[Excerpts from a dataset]
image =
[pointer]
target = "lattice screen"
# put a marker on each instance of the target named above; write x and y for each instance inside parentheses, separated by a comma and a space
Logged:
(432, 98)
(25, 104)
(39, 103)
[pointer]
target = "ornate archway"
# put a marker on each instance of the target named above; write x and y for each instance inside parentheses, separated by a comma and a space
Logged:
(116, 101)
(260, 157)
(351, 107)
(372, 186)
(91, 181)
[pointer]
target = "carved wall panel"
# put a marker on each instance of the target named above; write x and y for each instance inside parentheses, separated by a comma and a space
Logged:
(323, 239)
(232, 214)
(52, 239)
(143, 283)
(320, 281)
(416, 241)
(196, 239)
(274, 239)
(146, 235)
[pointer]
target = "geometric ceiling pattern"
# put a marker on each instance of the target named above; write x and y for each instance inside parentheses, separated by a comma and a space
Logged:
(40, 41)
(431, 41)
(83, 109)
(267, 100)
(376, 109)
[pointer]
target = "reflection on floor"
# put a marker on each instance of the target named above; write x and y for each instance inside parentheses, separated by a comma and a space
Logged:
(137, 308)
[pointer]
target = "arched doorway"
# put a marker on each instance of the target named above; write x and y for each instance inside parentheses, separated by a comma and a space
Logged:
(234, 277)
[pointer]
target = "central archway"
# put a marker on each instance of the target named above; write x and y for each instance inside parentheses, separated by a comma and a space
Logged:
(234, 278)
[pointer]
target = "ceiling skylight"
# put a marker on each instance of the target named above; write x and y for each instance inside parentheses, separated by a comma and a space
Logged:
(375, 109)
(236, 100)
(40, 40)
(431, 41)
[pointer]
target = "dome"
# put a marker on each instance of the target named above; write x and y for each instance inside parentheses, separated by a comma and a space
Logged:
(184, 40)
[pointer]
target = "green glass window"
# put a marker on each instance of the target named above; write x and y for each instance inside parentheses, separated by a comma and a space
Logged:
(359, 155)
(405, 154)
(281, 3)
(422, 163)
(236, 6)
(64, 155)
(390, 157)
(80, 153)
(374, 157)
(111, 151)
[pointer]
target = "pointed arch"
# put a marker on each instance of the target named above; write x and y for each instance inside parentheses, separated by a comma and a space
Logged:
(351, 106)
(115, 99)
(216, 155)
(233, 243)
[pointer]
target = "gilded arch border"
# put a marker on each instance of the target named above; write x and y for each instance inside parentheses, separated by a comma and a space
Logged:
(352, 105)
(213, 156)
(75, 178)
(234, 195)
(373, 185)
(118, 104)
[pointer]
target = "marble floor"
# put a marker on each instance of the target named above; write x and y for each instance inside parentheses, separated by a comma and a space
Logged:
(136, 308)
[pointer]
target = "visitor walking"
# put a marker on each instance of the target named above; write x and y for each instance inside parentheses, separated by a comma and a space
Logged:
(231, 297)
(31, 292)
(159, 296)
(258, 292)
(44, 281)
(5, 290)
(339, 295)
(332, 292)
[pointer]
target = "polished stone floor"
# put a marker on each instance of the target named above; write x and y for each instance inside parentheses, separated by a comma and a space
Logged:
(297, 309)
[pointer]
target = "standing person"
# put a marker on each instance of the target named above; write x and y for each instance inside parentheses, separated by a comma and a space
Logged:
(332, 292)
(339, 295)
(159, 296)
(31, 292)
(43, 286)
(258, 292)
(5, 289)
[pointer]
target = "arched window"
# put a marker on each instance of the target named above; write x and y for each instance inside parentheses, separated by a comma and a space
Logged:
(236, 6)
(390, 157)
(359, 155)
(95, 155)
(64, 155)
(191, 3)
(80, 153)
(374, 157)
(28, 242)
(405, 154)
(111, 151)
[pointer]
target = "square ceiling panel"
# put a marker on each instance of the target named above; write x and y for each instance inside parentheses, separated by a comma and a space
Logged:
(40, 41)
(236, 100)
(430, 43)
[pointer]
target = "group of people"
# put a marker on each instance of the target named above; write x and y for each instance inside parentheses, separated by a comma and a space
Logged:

Directions for this task:
The lines that mention the word "window" should be pulled from the records above.

Your solution:
target = "green glass window"
target = "arched window"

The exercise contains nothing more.